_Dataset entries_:
[Start of section]

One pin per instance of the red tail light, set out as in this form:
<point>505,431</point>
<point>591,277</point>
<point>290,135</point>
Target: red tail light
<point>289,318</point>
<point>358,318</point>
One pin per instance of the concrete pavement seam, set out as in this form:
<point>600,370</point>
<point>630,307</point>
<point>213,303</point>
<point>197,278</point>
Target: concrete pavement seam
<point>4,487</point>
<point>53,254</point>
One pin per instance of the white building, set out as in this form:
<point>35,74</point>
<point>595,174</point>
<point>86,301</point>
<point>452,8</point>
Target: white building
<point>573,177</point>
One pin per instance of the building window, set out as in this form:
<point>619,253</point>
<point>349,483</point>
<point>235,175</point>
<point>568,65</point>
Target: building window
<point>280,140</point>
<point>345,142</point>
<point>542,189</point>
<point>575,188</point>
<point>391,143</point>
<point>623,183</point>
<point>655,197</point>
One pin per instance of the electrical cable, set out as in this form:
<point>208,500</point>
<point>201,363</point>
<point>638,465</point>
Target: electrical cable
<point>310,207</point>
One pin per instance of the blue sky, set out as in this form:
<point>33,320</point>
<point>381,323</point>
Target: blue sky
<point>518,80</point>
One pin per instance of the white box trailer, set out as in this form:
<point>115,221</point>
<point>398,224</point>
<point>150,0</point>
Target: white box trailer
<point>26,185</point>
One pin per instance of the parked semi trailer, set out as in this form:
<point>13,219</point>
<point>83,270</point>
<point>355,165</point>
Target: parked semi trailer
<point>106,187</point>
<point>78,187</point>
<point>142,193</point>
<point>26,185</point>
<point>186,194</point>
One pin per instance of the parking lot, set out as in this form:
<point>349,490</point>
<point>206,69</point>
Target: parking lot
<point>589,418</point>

[End of section]

_The task_:
Write out, from the lines above, only those from the line with "<point>33,320</point>" to the line with "<point>83,270</point>", exactly as given, including the first and the last.

_Solution to the problem_:
<point>33,320</point>
<point>381,323</point>
Target: blue sky
<point>518,80</point>
One pin per instance of the white box trailer, set out as in this form:
<point>115,221</point>
<point>398,224</point>
<point>150,0</point>
Target: white box trailer
<point>26,185</point>
One pin per instance of the parked semi trailer, set out as in this form:
<point>13,219</point>
<point>83,270</point>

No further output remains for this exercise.